| OBJECTIVE |
Write out each line word for word. Drop pictures.

-- Begin --

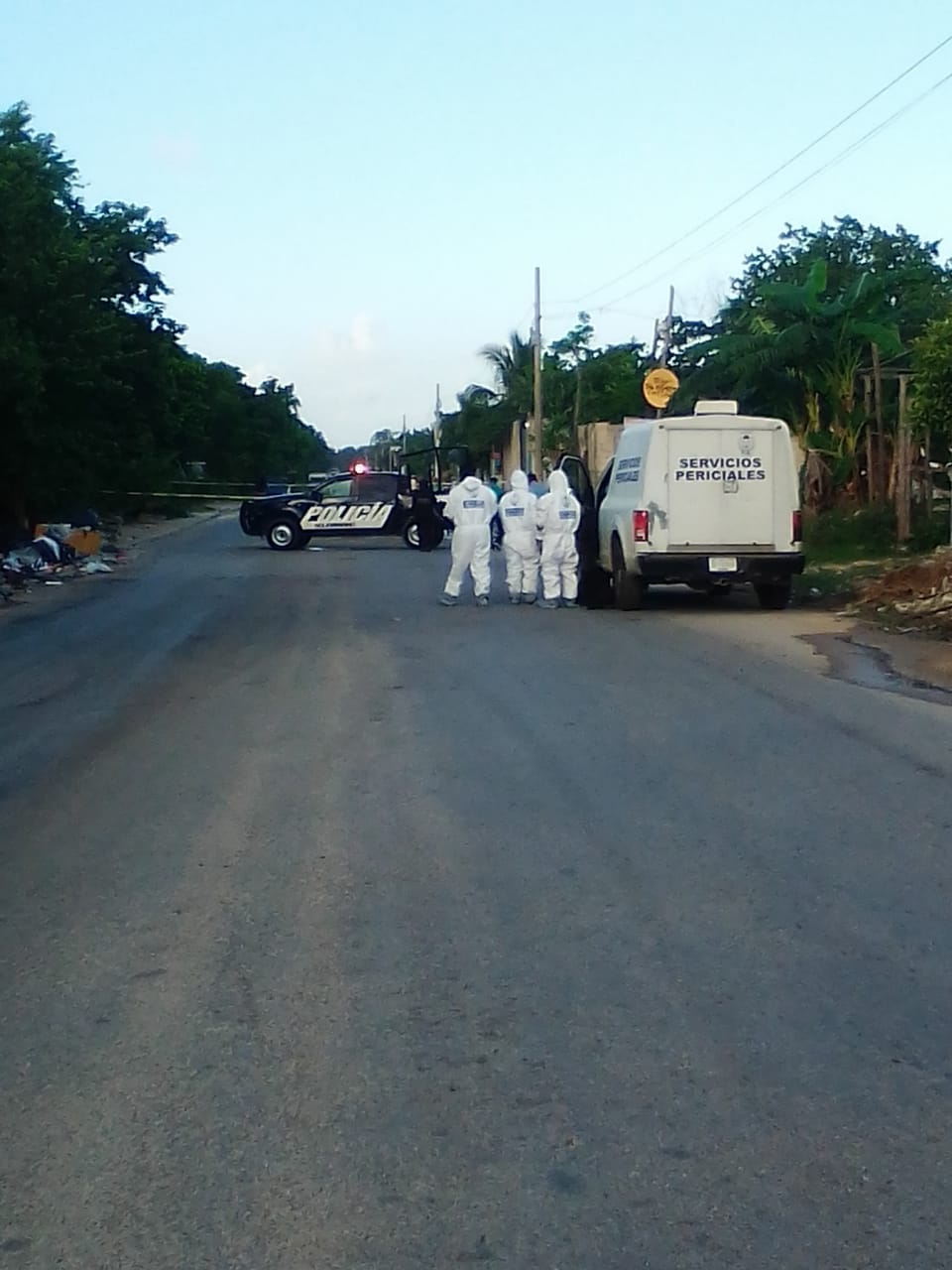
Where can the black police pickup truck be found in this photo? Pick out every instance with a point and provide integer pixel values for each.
(357, 504)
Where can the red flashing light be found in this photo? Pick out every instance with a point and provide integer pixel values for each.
(639, 524)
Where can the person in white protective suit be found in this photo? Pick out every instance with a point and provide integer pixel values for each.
(557, 516)
(517, 511)
(471, 507)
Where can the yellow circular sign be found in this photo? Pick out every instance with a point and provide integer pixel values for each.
(658, 386)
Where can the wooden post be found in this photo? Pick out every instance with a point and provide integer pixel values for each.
(870, 449)
(904, 453)
(881, 493)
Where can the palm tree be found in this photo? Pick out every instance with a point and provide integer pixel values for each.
(796, 348)
(512, 370)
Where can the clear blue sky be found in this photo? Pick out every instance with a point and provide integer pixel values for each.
(362, 190)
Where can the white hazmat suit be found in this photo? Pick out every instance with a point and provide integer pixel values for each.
(557, 516)
(517, 512)
(471, 507)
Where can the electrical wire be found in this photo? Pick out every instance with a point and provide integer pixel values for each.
(770, 177)
(817, 172)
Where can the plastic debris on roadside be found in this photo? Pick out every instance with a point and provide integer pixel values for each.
(60, 552)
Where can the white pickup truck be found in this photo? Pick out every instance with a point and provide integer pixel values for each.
(708, 499)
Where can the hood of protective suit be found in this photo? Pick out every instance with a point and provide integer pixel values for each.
(558, 483)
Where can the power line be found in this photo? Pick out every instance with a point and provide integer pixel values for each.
(817, 172)
(770, 177)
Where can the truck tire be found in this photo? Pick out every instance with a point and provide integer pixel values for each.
(774, 594)
(285, 534)
(627, 588)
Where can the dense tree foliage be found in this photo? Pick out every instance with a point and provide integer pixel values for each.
(96, 390)
(815, 330)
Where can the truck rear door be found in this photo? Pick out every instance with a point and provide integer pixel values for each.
(721, 488)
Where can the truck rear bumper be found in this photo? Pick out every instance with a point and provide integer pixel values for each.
(710, 568)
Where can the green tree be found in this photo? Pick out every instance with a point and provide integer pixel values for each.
(932, 382)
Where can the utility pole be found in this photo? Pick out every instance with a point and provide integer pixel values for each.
(537, 384)
(665, 330)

-- End --

| WORKED SOLUTION |
Where can the black police pickup truck be found in this photo? Pick out every instance with a point and provide integer pixel values for each.
(357, 504)
Where can the red flashing light be found in this photo? Pick out every instance with a point and provide integer pixel values for each.
(639, 524)
Where can the person in white protective suit be found in this photo? Pick out every instance with a point and provide integer pixel values for each.
(557, 516)
(517, 511)
(471, 507)
Where can the yellow circular sign be found in this photo? Pick out every instance with a point and provide integer pixel values for each.
(658, 386)
Where can the wooden post be found in this photo? Pick out every instance with a point and provide integer pixel values for each.
(870, 449)
(904, 453)
(881, 493)
Where can the palm tree be found in this photo? Pick out every instance with a point and provide integer pixel values for each.
(796, 348)
(512, 370)
Where can the clear blue sky be found in this photo? Pick out every instance with a point and provide integer pixel values for each.
(362, 190)
Where can the white hazmat suit be found in this photo? Pick out every instance with a point and provide integer pixel values for each.
(557, 516)
(517, 512)
(471, 507)
Where can the electrical wire be found in this photo? Pick out every instance with a point and provide integer pixel values for each.
(770, 177)
(817, 172)
Where can the plastic debris on roadside be found in this photo? Pick out every instance with a point and provide integer pixel values for each.
(60, 552)
Where can the white pickup truck be found in this photo? Pick out every instance with a point and provide integer pixel values for each.
(708, 499)
Where can the hood of protective suit be found in this photo? Pick out every instance with a point and provide integer pixel values for each.
(558, 483)
Where can the power line be found in this photo? Pick out every instance with a point and provide integer pixel values for each.
(817, 172)
(770, 177)
Where can the truck tire be found in this photo? Pick out every instance with a point and provide integer pixel values for each.
(774, 594)
(285, 534)
(627, 588)
Where can the dense tree foliage be found in this photo? Pick out every instance with a point and provide integer pixel values for each.
(96, 390)
(815, 330)
Where can the truck rear door be found in this photo? Pick out every instance with a point and provide integer pixel values for each.
(721, 488)
Where can the truck rear bumper be found in this photo? Pick out every instance with a point and provide integer pixel values for each.
(710, 568)
Where can the green tree be found in this photo? Pick out every instance with a point and provide integer pixel values for each.
(932, 382)
Where can the utility pole be found in this photo? Pick out every instance with a point and provide integer pixel values for each.
(537, 384)
(665, 330)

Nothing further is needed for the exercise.